▸ **DOCUMENT PASSAGE**
= = = =

Learning the Ropes is Easier when Ego is Put Aside

question mark over headThe learning process slows down or slams on the brakes when we don’t ask questions or ask for advice because we’re afraid of looking stupid or indecisive or weak.

Starting any new venture, regardless of the amount of experience you have behind you, means there is someone (probably a lot of someones) who has information and knowledge you don’t have.

Put aside the need to appear knowledgeable on all aspects and remember that competence happens when we are willing to say “I don’t know. Can you help me understand?” or “I don’t have the answer to that question, but I know who does. Let’s go learn something new together.”

As I head into week two as general manager at the Mere Hotel, I am grateful for and rely on the skills, knowledge and experience I do have behind me.  I am also grateful for and rely on the knowledge and experience of the people on our service team.

When taking on a new challenge, know and value what  you know. And, just as importantly, know what you don’t know .. then find the people on your team who will help fill that knowledge gap for you.

When we do that, it reduces the amount of time spent learning and builds relationships with the people on your team. Win – win.

10 Tips to Build Strong Healthy Relationships

Strong, healthy personal relationships are built on strong foundation of communication, trust and mutual understanding.  So how do you build those qualities and relationships with your service team?

Here are 10 suggestions:   

  1. Recognize that successful relationships take work. Trusting relationships don’t happen overnight.  They take time to develop; there needs to be a desire to develop a successful relationship and a commitment to dedicating time and effort to make it happen.

= = = =

▸ **MATERIAL PROVIDED**
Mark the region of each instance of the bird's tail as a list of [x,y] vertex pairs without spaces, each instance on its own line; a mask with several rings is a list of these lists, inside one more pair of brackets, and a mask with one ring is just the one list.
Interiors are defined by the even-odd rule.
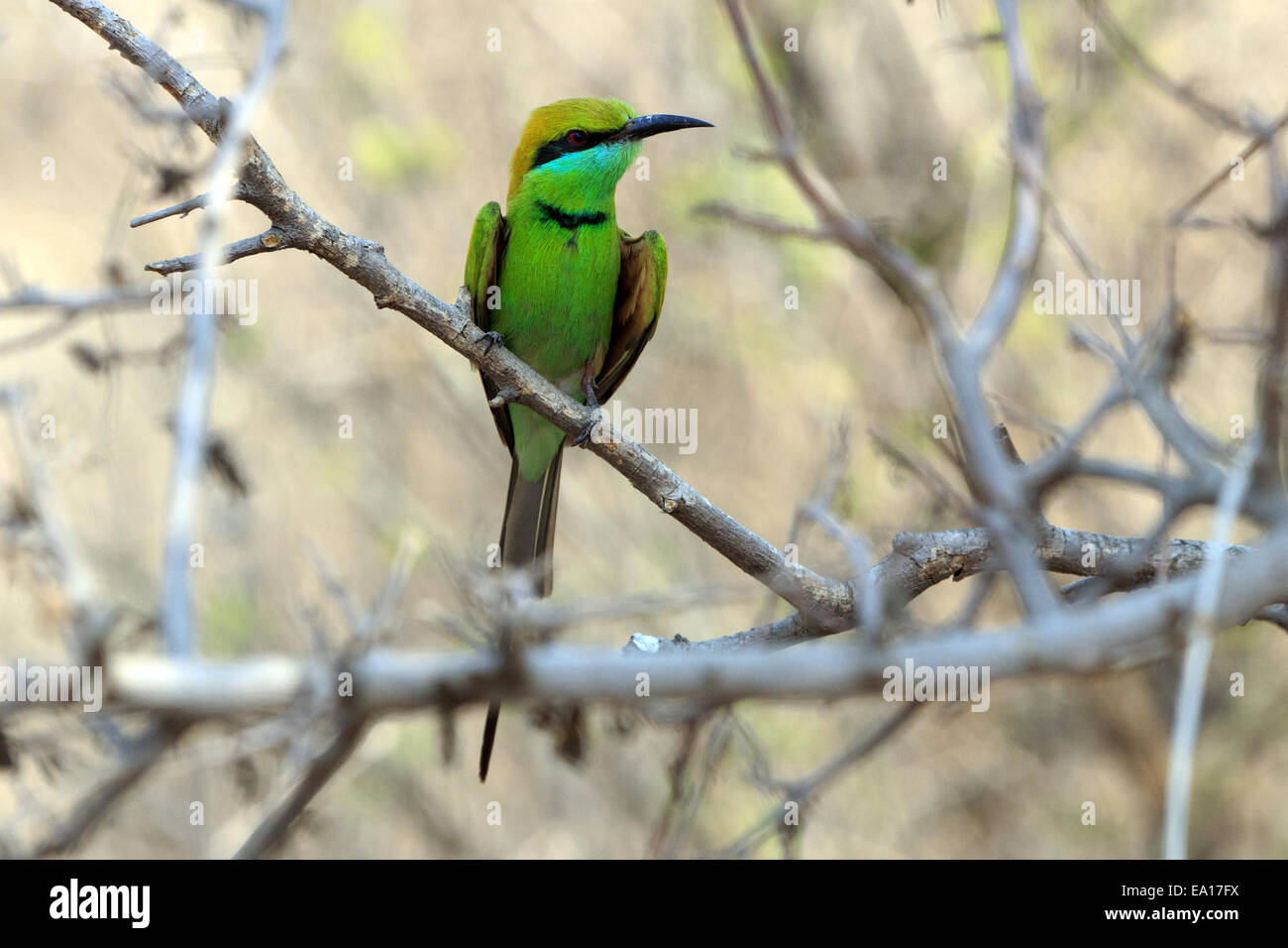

= = = =

▸ **YOUR OBJECTIVE**
Please carry on the article about setting ego aside and building relationships with a service team, starting right after the first of its ten tips. The listing isn't needed for this.

▸ **RESPONSE**
  2. Understand and celebrate differences. Strong service teams are made up of individuals with unique skills, weaknesses, likes, dislikes and personalities.  Recognize and acknowledge the unique contribution each person brings to your business
  3. Acknowledge each person in some way every day.  Start off each morning with a smile and a brief check-in.  Find something positive to share every day, either to individuals on the team or to the entire team.
  4. Don’t speak while angry. Reacting to annoyances, missed opportunities or poor performance with anger shuts down communication.  It also means you are focusing on your frustration instead of the problem or the solution.  The next time you are frustrated or angry, take a moment to calm down before addressing the situation.
  5. Get regular tune-ups.  Molehills, small frustrations and annoyances, turn into mountains if they are not addressed early on.  Set aside time to meet with your team members on a regular basis.  Find out what is going well and where they need additional support.
  6. Be responsible for your own behaviour.  If there is conflict, don’t assume it’s entirely the other person’s fault.  Instead of focusing on their behaviour, make sure you are not contributing to any negativity.  Find out what changes you can make in your behaviour and then make them.
  7. Give what you want to get. Treat your service team the way you want them to treat their customers. Be the example.
  8. Set goals together.  You expect your service team to work in such a way that goals are met. Invite them into the process of setting the goals, the strategies and tactics on how to achieve those goals.  That makes your goals, their goals.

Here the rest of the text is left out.